Task requirements:
Pull out every line of the items below that contains the word "grass", matching case exactly.

Entries supplied:

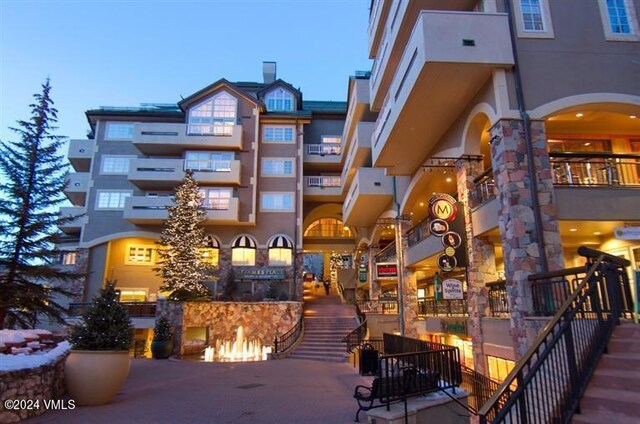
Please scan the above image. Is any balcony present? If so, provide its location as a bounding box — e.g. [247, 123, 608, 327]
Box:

---

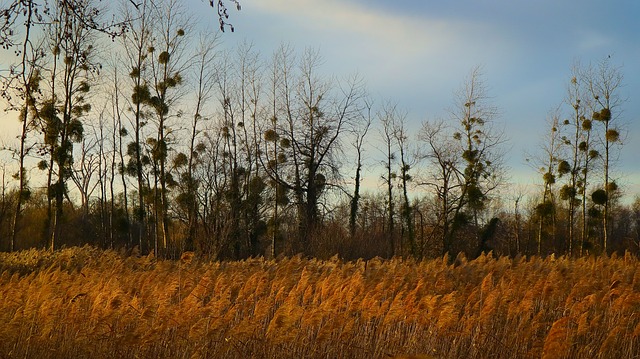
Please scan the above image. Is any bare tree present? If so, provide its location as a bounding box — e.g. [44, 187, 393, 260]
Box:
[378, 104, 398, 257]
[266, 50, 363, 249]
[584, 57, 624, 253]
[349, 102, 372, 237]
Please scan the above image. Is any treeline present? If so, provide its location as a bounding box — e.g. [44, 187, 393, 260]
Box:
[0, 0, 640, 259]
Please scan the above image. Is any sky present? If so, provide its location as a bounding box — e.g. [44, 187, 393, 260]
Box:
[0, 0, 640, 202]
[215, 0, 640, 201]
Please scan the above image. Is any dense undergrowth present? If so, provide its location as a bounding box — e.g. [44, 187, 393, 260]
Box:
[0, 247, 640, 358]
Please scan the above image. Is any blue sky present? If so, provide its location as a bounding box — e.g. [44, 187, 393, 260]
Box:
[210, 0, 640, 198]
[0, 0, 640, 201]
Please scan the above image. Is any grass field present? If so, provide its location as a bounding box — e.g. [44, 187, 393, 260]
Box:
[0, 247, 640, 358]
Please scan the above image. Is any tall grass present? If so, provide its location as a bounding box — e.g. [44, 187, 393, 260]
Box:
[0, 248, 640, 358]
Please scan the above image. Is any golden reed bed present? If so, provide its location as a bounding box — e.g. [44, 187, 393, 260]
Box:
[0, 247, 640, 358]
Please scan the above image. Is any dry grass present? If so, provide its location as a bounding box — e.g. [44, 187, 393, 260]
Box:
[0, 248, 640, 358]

Correct output:
Please scan the above image. Is any grass field present? If so, provide its location as a bounding box — e.g. [44, 187, 393, 260]
Please scan the above image. Is any tall grass present? If so, provide its location as a bounding box — e.g. [44, 187, 393, 260]
Please scan the above image. Is any dry grass present? If so, provide its location as a bounding box — e.g. [44, 187, 393, 260]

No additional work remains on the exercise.